--- Recorded data ---
==*==
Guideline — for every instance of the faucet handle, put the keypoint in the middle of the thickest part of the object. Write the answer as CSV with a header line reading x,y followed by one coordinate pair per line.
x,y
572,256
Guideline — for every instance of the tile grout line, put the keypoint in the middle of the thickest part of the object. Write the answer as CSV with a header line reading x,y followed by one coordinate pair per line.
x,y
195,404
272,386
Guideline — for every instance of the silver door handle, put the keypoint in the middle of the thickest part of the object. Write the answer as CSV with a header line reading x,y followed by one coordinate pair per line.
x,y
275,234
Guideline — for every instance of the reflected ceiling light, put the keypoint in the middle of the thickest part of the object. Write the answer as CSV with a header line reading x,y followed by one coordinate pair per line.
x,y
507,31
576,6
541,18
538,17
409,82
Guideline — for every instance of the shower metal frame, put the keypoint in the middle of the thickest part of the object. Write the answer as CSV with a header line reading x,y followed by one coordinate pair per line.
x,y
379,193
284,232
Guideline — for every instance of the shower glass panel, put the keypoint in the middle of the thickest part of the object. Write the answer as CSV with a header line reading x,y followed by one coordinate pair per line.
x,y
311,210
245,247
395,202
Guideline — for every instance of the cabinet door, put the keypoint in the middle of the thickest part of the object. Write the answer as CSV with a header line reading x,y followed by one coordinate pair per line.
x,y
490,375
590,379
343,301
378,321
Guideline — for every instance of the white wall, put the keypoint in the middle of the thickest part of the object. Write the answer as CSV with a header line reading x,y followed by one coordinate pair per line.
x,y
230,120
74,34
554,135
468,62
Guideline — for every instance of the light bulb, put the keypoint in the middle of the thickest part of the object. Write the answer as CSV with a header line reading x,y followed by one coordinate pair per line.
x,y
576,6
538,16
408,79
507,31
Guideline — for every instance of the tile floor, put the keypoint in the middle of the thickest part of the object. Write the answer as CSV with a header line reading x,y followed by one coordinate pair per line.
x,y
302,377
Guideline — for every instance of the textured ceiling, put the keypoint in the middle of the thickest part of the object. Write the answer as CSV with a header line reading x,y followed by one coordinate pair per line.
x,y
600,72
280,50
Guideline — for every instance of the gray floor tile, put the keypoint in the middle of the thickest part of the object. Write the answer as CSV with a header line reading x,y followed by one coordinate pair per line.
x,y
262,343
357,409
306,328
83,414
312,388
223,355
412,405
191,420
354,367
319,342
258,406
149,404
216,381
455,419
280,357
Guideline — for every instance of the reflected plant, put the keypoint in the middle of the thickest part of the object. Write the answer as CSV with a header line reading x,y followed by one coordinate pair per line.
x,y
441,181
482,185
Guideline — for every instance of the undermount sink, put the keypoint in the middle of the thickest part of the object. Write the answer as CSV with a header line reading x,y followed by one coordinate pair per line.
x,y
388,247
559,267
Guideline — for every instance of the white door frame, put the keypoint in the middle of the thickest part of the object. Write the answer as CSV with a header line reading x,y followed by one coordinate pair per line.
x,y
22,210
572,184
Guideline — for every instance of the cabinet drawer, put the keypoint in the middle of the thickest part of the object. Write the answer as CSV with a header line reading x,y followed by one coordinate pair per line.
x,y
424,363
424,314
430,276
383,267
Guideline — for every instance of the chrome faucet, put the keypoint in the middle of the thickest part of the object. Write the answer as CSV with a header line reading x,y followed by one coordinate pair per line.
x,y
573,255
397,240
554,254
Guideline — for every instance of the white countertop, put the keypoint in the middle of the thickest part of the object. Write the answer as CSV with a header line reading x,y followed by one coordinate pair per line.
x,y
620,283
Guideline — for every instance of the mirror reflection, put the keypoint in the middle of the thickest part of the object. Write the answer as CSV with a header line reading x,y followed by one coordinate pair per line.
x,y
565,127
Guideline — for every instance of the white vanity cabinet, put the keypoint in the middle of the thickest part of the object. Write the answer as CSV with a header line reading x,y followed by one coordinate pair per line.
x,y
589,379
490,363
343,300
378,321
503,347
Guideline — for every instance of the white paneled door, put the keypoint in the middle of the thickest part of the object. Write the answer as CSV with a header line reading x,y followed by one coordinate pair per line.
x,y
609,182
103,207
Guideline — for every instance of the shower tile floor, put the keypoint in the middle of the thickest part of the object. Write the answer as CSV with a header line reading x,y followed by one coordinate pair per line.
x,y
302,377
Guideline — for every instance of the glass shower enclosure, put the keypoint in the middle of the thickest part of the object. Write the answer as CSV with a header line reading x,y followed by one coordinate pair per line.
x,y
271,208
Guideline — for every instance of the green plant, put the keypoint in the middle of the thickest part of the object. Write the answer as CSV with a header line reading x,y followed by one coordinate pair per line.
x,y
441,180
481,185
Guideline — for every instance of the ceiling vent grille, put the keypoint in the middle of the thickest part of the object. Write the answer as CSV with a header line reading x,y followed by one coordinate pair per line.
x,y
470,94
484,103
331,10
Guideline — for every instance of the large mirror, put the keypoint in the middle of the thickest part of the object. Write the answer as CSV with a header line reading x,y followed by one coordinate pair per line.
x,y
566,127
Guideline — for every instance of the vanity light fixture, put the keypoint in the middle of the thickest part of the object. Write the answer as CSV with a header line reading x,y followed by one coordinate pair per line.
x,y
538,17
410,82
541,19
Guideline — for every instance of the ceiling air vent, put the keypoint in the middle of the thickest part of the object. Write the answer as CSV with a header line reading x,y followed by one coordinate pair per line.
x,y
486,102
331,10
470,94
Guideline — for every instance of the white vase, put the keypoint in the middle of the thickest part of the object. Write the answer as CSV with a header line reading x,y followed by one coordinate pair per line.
==*==
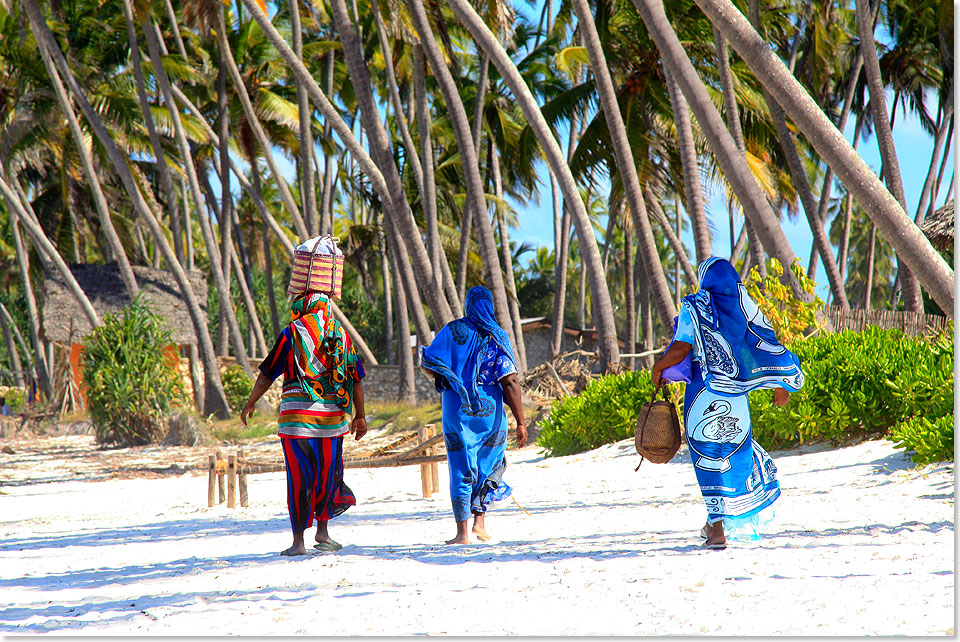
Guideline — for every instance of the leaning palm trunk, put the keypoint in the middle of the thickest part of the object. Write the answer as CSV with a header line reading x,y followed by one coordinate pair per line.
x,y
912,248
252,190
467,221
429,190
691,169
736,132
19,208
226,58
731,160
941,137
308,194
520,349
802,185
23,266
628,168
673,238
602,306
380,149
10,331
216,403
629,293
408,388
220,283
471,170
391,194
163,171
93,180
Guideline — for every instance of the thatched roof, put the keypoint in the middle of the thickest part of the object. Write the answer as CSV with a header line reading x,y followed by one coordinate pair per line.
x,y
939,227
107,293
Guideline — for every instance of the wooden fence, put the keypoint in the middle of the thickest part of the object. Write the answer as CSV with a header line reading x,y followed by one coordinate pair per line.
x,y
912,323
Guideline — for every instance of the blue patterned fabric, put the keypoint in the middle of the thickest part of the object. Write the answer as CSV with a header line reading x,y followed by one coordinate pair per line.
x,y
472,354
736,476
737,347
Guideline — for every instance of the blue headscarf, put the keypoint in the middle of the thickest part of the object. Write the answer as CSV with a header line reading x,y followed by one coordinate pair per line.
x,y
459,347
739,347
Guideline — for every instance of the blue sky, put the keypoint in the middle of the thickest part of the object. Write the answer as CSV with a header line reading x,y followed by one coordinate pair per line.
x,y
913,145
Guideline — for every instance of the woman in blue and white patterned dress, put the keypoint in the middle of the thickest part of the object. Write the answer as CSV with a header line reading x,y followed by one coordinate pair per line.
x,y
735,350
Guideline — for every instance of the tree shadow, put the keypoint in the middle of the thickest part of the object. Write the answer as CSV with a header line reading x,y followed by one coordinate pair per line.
==*==
--- WHAT IS BEING ASKED ---
Pick out every line of the entries above that contains the string "faucet", and copy each one in full. Treat uppercase and lowercase as distinct.

--- FINISHED EXERCISE ---
Guideline — for every instance of the faucet handle, put the keypoint in the middle of the thickest part of the object. Write the answer as CSV with a header line reading x,y followed by one coordinate pair per line.
Guideline — for every instance of the chrome faucet, put the keypoint in the middle of the thickest part of the object. Write the answer as CSV with a header line reading x,y followed by one coordinate pair per line.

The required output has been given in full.